Your answer should be one number, the count of lines in the entries holding the word "trace".

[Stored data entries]
⟨

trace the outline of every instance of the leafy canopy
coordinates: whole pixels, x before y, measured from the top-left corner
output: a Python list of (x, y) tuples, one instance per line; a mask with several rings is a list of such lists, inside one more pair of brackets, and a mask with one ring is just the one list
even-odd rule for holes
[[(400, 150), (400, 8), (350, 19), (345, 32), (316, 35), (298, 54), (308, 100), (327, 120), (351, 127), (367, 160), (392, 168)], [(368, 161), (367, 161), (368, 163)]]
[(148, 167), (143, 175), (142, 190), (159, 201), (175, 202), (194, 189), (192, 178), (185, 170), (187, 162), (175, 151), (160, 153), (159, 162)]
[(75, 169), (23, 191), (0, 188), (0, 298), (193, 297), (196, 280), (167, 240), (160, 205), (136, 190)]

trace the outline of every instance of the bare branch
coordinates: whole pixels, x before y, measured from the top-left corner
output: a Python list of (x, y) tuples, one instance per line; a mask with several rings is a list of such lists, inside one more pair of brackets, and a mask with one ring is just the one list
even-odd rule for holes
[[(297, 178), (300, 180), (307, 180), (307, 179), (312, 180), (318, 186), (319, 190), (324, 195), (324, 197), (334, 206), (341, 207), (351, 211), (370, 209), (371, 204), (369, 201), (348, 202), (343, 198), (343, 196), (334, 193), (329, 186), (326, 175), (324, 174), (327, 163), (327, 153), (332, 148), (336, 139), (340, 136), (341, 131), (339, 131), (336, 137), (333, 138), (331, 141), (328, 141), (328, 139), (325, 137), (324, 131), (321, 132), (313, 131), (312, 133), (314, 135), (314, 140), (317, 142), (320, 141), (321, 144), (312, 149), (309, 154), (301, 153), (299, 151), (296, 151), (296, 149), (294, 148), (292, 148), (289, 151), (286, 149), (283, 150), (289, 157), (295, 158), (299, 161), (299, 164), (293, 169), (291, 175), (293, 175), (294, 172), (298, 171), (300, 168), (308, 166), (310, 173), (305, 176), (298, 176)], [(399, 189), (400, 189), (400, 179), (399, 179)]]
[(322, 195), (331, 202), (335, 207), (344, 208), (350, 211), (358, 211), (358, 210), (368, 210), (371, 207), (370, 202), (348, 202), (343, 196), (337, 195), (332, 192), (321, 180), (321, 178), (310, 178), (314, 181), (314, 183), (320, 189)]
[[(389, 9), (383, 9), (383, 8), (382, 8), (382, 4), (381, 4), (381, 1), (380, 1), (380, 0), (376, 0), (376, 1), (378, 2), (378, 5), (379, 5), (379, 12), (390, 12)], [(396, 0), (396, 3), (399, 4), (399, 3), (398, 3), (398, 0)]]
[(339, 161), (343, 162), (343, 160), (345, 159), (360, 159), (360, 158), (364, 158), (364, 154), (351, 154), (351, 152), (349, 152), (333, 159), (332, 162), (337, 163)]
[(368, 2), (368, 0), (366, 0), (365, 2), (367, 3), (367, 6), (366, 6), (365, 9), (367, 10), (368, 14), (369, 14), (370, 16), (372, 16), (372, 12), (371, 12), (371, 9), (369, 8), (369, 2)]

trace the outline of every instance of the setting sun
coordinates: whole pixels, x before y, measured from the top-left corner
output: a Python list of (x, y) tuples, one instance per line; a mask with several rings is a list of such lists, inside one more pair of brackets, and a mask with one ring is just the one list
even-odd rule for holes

⟩
⟨

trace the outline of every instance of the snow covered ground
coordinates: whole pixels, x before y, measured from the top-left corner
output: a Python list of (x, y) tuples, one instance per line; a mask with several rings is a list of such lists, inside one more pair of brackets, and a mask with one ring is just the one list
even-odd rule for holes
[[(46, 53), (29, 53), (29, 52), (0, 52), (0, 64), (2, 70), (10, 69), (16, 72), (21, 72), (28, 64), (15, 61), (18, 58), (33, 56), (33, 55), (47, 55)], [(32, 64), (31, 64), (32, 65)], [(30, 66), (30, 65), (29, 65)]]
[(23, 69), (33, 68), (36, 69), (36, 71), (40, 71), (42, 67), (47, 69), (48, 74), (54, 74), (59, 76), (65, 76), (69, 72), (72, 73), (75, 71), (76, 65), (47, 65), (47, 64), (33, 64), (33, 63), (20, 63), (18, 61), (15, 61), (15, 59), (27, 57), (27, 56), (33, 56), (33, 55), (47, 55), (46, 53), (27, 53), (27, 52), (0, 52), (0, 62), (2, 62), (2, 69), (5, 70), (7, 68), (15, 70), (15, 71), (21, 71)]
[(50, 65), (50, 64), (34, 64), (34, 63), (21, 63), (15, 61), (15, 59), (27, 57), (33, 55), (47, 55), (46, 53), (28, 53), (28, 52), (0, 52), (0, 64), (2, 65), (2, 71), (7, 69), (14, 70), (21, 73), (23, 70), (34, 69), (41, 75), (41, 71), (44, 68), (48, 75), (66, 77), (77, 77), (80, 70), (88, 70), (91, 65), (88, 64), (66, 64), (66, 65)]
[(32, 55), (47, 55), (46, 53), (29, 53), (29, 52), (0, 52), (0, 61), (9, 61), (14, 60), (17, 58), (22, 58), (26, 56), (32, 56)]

⟩
⟨

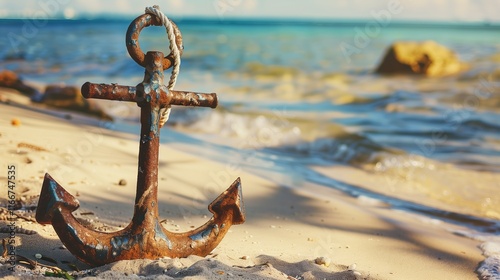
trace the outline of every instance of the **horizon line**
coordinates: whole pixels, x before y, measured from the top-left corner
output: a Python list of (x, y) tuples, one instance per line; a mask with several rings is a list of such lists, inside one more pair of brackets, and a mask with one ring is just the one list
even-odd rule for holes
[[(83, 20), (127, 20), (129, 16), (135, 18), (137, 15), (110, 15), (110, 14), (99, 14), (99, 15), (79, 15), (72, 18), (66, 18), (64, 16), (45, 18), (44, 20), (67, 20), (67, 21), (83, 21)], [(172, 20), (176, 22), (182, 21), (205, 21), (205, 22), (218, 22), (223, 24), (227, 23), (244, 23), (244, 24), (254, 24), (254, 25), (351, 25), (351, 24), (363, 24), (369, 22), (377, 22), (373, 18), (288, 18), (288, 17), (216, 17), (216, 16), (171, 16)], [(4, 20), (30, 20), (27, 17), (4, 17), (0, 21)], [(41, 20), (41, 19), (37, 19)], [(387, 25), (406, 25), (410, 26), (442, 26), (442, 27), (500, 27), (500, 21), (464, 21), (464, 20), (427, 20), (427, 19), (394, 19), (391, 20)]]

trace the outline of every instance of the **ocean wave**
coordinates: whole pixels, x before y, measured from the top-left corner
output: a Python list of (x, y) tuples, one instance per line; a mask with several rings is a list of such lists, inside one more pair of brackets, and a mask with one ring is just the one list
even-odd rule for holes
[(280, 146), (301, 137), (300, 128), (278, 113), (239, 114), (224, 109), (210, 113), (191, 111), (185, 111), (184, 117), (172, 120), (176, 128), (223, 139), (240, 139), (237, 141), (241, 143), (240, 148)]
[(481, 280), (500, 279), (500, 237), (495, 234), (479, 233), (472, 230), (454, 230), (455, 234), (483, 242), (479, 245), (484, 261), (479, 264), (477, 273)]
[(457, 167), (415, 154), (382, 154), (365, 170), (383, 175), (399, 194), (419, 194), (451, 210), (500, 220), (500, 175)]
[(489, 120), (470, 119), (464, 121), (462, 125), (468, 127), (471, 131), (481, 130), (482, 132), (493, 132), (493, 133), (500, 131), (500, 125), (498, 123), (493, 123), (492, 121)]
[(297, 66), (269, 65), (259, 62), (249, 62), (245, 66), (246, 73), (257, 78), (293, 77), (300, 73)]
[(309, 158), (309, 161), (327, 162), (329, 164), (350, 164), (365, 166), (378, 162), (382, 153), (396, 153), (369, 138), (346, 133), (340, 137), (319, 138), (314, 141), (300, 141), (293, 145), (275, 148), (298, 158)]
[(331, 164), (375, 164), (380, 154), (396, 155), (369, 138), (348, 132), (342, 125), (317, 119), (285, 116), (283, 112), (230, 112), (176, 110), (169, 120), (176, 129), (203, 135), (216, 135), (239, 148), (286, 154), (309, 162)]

⟩

Problem solution: 6